◆ WHAT YOU NEED TO DO: Copy the line containing "of the smartphone", then all lines after it up to and including the final line of the material, exactly and without additions.

Data entries:
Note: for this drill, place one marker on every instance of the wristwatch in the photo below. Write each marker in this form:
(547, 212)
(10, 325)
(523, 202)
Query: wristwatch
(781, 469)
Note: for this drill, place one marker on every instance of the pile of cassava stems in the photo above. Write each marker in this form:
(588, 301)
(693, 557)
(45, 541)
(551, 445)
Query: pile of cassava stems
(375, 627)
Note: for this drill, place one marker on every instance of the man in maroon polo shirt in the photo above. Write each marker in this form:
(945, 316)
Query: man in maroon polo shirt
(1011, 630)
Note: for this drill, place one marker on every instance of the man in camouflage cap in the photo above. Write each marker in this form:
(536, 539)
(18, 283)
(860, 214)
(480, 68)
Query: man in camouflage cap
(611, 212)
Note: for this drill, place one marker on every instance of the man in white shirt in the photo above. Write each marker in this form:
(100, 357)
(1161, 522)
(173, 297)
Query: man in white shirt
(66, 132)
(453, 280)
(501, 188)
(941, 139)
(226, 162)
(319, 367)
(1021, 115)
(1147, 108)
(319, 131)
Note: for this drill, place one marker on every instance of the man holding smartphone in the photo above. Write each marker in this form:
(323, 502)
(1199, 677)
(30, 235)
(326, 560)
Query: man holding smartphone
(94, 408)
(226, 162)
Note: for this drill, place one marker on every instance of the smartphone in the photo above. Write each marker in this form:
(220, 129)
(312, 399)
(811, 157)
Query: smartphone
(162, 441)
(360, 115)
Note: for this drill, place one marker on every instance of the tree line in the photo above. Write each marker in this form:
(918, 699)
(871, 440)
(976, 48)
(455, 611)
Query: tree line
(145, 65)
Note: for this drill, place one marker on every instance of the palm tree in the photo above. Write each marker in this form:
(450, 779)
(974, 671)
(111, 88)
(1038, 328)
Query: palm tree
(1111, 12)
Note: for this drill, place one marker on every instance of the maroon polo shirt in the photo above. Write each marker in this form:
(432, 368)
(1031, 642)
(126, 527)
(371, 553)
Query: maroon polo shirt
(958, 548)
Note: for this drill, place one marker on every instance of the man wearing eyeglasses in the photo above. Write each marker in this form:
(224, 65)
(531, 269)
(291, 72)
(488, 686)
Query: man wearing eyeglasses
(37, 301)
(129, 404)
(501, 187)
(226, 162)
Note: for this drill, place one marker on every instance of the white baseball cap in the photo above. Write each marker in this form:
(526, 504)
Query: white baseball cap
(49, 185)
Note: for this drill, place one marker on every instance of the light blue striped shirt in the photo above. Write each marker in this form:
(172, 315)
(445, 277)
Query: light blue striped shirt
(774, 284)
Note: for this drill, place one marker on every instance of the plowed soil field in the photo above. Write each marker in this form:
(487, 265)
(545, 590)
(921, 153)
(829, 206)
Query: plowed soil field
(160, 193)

◆ ANSWER TO THIS EXERCISE:
Note: for this drill, place one marker on every instance of the smartphone in the photo above. Write each marker in this form:
(220, 129)
(312, 399)
(811, 157)
Query: smartphone
(162, 441)
(360, 115)
Note: for this drill, place one marker on every instance of the tree line in the photo above. Write each marker in this form:
(918, 699)
(871, 440)
(976, 48)
(455, 611)
Query: tree line
(145, 65)
Note: for this drill, place one marker on every instance of the palm tree in the photo above. Write each marker in this form:
(450, 779)
(974, 671)
(111, 88)
(1038, 328)
Query: palm tree
(1111, 12)
Note: for this drill, place one marker on every instance of the maroon polo shirt in the photo above. Write each marker in this form:
(432, 368)
(1031, 642)
(126, 527)
(371, 553)
Query: maroon polo shirt
(958, 548)
Note: for this drill, place one marker on every instance of the man wearing eyeglasses in the photo above. Write each marker in this form:
(224, 65)
(531, 269)
(291, 72)
(488, 686)
Query: man wearing eyeglasses
(37, 301)
(129, 404)
(501, 187)
(226, 162)
Note: for this drill, place one marker on every instance of the white baseball cap in the photo above. Write each marker in this form:
(526, 504)
Query: white baseball cap
(49, 185)
Note: for this drill, place one marker on every instance of the light blue striped shirt in the photo above. Write each marker in this form:
(172, 315)
(445, 277)
Query: light blue striped shirt
(774, 284)
Note: for this drill, place one marker on every instance of the plowed soil field in the photo above. Write each marker in this form:
(487, 265)
(545, 590)
(921, 153)
(829, 206)
Query: plowed soil field
(160, 193)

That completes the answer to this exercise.